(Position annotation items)
---------------

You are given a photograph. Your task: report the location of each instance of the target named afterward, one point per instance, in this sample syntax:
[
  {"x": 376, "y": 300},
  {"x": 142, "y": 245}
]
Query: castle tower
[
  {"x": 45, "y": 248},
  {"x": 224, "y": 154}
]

---------------

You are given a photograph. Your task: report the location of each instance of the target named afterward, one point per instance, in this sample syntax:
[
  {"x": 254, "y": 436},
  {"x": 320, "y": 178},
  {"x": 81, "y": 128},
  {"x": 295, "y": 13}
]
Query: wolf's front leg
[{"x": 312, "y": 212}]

---------------

== Goal of the exercise ==
Count the lines in the items that contain the string "Query", treating case as significant. Reply with the number alone.

== Worked answer ==
2